═══ Extracted data

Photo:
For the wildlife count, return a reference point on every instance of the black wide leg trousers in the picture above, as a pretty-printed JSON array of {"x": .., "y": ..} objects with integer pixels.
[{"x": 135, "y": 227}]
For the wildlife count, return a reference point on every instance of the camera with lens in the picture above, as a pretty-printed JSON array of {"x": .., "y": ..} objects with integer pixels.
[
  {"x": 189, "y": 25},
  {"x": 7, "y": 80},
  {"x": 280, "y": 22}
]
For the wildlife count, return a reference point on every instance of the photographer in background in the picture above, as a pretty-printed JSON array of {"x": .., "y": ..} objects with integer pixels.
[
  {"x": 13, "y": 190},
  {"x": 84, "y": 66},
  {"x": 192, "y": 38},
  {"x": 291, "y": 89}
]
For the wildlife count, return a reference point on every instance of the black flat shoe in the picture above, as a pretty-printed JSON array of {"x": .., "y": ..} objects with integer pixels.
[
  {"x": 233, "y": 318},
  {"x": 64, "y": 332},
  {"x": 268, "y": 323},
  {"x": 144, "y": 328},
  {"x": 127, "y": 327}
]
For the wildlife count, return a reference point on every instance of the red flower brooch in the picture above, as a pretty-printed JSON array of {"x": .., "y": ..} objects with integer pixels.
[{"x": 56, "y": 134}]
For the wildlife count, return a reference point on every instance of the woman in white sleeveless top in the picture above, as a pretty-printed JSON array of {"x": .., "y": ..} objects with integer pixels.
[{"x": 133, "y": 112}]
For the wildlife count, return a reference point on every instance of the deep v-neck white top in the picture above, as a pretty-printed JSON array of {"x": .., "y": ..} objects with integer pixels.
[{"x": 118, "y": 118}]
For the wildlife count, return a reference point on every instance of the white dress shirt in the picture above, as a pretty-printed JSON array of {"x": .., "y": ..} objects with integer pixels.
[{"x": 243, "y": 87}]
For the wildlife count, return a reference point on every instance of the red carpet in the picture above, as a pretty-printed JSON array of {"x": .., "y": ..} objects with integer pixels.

══════

▶ [Given exercise]:
Write out the listing above word for word, keeping every line unchanged.

▶ [Solution for this task]:
Photo:
For the wildlife count, return a reference point on every instance of the black wide leg trousers in the picture above, as a pretty-printed JSON array of {"x": .., "y": ..} objects with integer pixels.
[{"x": 135, "y": 227}]
For the wildlife count, return a reference point on every instance of the camera with lens in the picture above, as a pretty-printed JSON array of {"x": .., "y": ..} objects with integer pixels.
[
  {"x": 189, "y": 25},
  {"x": 7, "y": 80},
  {"x": 280, "y": 22}
]
For the wildlife count, return a reference point on every instance of the photographer in background in the picture above, as a pretty-printed JSON array of {"x": .., "y": ..} objects with integer pixels.
[
  {"x": 13, "y": 190},
  {"x": 84, "y": 66},
  {"x": 192, "y": 38},
  {"x": 291, "y": 89}
]
For the wildlife count, return a reference point on every instance of the black flat shoe in the picture above, as a pretty-printed JSON array of {"x": .., "y": ..} objects with integer pixels.
[
  {"x": 233, "y": 318},
  {"x": 64, "y": 332},
  {"x": 268, "y": 323},
  {"x": 144, "y": 328},
  {"x": 127, "y": 327}
]
For the wildlife count, return a reference point on every instance of the red flower brooch in the picture above, as a pretty-printed JSON array of {"x": .., "y": ..} objects with integer pixels.
[{"x": 56, "y": 134}]
For the wildlife count, return a reference point on every instance of the woman in white sleeveless top in the picture above, as a pretty-printed JSON array of {"x": .., "y": ..} objects with integer pixels.
[{"x": 133, "y": 112}]
For the wildlife count, return a reference point on every instance of the deep v-neck white top in the picture above, as a pretty-printed JSON array of {"x": .., "y": ..} objects with integer pixels.
[{"x": 118, "y": 118}]
For the wildlife count, return a reference point on every instance of the white dress shirt in the picture above, as a pretty-printed JSON array of {"x": .., "y": ..} objects with integer pixels.
[{"x": 243, "y": 87}]
For the wildlife count, return a reference point on every instance of the red carpet in the picture above, as a pretty-printed JSON array of {"x": .., "y": ..} objects with integer pixels.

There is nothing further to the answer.